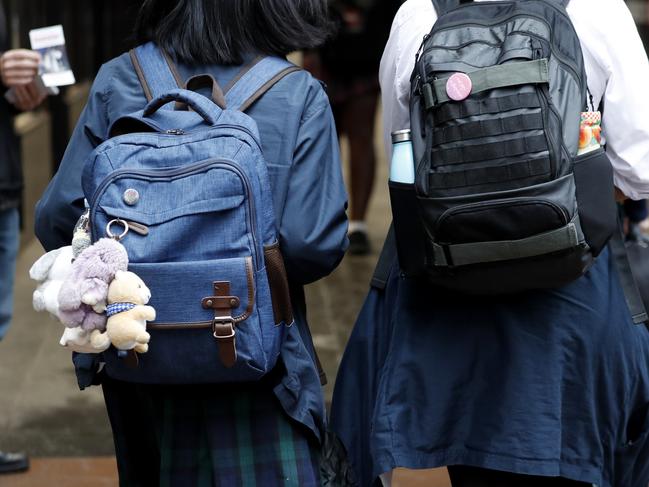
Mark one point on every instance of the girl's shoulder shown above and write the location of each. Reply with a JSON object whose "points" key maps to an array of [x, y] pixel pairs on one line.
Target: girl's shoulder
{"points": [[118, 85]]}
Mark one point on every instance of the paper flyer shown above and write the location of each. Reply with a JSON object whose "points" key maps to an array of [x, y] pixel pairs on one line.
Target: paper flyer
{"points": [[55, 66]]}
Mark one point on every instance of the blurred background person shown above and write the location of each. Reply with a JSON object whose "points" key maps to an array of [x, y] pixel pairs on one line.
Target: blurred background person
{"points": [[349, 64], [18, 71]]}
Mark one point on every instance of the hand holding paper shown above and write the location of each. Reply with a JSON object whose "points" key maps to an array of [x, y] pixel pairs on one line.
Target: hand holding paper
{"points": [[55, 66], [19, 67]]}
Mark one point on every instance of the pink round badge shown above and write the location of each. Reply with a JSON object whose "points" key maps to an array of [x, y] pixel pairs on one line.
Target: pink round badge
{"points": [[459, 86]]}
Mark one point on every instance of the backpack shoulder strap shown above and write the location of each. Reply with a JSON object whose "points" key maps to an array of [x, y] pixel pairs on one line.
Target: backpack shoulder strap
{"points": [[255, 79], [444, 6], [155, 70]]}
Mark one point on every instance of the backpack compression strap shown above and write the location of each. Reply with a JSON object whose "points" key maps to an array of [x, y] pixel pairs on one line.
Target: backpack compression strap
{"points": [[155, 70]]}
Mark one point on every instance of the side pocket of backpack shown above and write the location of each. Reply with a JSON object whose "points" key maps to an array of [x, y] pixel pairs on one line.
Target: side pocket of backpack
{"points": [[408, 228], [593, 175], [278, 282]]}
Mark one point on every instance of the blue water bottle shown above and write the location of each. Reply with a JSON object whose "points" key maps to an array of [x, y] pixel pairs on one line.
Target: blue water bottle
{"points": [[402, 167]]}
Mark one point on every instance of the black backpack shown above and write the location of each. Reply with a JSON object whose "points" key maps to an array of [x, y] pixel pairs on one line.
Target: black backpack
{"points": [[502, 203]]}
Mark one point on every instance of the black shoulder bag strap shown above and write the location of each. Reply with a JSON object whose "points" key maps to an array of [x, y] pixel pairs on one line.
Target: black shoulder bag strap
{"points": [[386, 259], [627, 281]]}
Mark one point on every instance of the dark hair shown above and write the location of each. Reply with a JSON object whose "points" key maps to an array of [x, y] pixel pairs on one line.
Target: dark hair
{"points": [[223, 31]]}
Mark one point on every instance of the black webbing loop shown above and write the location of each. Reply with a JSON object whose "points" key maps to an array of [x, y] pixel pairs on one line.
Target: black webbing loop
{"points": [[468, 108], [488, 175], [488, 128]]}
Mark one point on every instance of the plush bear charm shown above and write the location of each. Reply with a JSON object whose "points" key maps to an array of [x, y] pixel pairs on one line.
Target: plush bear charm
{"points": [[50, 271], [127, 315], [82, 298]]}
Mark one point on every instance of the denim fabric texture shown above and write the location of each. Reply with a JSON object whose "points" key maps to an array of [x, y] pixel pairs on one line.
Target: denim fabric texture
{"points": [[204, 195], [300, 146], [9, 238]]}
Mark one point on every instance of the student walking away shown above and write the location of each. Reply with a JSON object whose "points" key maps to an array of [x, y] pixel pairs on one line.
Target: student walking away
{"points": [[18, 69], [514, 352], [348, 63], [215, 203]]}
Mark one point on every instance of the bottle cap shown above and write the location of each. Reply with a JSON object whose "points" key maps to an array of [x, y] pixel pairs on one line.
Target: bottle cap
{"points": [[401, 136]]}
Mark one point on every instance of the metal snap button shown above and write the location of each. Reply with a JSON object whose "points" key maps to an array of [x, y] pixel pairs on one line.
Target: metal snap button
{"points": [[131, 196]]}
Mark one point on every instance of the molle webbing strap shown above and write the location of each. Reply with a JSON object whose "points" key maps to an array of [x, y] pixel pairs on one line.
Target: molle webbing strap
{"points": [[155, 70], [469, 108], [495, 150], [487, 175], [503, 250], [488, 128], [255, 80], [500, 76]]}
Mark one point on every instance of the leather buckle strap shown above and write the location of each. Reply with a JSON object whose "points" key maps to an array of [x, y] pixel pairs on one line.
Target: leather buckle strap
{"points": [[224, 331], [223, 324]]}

Work instructions: Format every line of the entries above as a numbered list, skipping any blank lines. Leave the pictures out.

Exercise result:
1. Mark one point on every instance of the girl's shoulder shown above and write the location of each. Reply with a JSON object whose "points" key maps to an array of [x, y] pixel pairs on one line.
2. Target: girl's shoulder
3. {"points": [[118, 85]]}
4. Mark one point on every instance of the paper flyer shown above and write the location of each. Reply with a JSON object whose "points" key maps to an array of [x, y] pixel pairs on one line.
5. Target: paper flyer
6. {"points": [[55, 66]]}
7. Mark one point on every instance of the blurred background person shown above and write the location of each. Reply with a JSON object whose "points" key maps to an array of [x, y] pixel pairs on one line.
8. Target: blurred background person
9. {"points": [[349, 64], [18, 71]]}
10. Mark one point on every instance of the hand holding paper shown above and write the location of each. Reply with a JSON object whose "points" key maps to an array of [x, y] pixel pairs on one line.
11. Target: hand holding paper
12. {"points": [[55, 66], [19, 67]]}
13. Mark one point on every instance of the pink round badge shown above and write the location of each. Reply with a JSON object whose "points" key maps to an array of [x, y] pixel pairs on one line.
14. Target: pink round badge
15. {"points": [[459, 86]]}
16. Mark one point on every instance of the backpack shoulder strap shown above and write the location of each. Reply with a JSON object whose "points" key maps to an array of [x, y] pixel pairs on one line.
17. Target: backpack shoulder strap
18. {"points": [[255, 79], [444, 6], [155, 70]]}
19. Mark one point on every instance of the backpack compression strap shown above and write the location of each. Reply with a JSON object whose "points" key maps to an array of [x, y] pixel pairs on one line.
20. Target: backpack compression strap
21. {"points": [[155, 70]]}
22. Mark one point on every instance of the side pocket of backpack shown above and write the location of each. Reply with a JSON object whose "points" key maps to an array of [x, y] pixel pairs on one line.
23. Target: side pocket of backpack
24. {"points": [[408, 228], [593, 175], [278, 282]]}
25. Mark one point on every instance of the blue water bottle shown above and write the location of each. Reply with a JSON object whose "points" key maps to an array of [x, y] pixel pairs on one line.
26. Target: blue water bottle
27. {"points": [[402, 167]]}
28. Mark one point on every instance of the black backpack shown above and write the location of each. Reply with a JSON object whose "points" key maps to an array of [x, y] pixel pairs on one line.
29. Target: black backpack
30. {"points": [[502, 203]]}
31. Mark one point on every instance of the black shoulder bag strap shown above and write the location of each. Reply with a JSON object whose "points" key maps to an array of [x, y] pixel pairs on one line.
32. Target: black shoulder bag strap
33. {"points": [[386, 259], [627, 281]]}
34. Mark one point on every instance of the dark hair shown above and write the location of each. Reply with a JSON object whose "points" key maps to an array of [x, y] pixel pairs on one line.
35. Target: dark hair
36. {"points": [[223, 31]]}
37. Mark one point on every instance of the black webbing loop shown above and write the location of each. Reply with a JSON object whose "points" key maps to an array of [x, y] pixel pairs on one line.
38. Target: black webbing loop
39. {"points": [[468, 108], [488, 175], [488, 128]]}
40. Mark one point on every instance of the plush bear charm shown above and write the location of each. Reply with a JSON object whose "points" key maps to an array of [x, y] pixel pairs on one line.
41. Target: plush bear charm
42. {"points": [[50, 271], [127, 315], [82, 298]]}
43. Mark one point on every instance of the denim fabric texture shown above and write the location of each. Reply with a JSON object whose "points" key maps to an array of [x, y] pixel pairs on one line.
44. Target: denim fabric texture
45. {"points": [[204, 195], [300, 146], [9, 238]]}
46. Mark one point on every instance of the student walking away shown above and write the location of each. Reply with a JSON object whose "points" key maps to an array of [x, y] pixel pairs on one line.
47. Target: student walking away
48. {"points": [[18, 69], [514, 352], [348, 63], [215, 203]]}
49. Mark one point on every instance of the bottle cap shown above and write the location of each. Reply with a JSON object whose "points" key maps to an array of [x, y] pixel pairs on one line.
50. Target: bottle cap
51. {"points": [[401, 136]]}
52. Mark one point on every instance of the metal snap button shown above and write the location of each. Reply with a JSON object whose "points" key maps to an array of [x, y] pixel pairs on one line.
53. Target: metal snap button
54. {"points": [[131, 196]]}
55. Mark one point on every instance of the molle webbing strap shown above and write the location of each. Reply with a JSON object whose "points" key maps to an array of [x, y] pixel pairs on one line.
56. Target: molle webbing strap
57. {"points": [[155, 70], [469, 108], [495, 150], [487, 175], [503, 250], [488, 128], [255, 80], [500, 76]]}
58. Mark one point on every instance of the leather buckle strap shown above and write the location of each. Reply with a JSON object whose "points" key maps to an array of [x, y] pixel pairs on one line.
59. Target: leather buckle strap
60. {"points": [[224, 331], [223, 324]]}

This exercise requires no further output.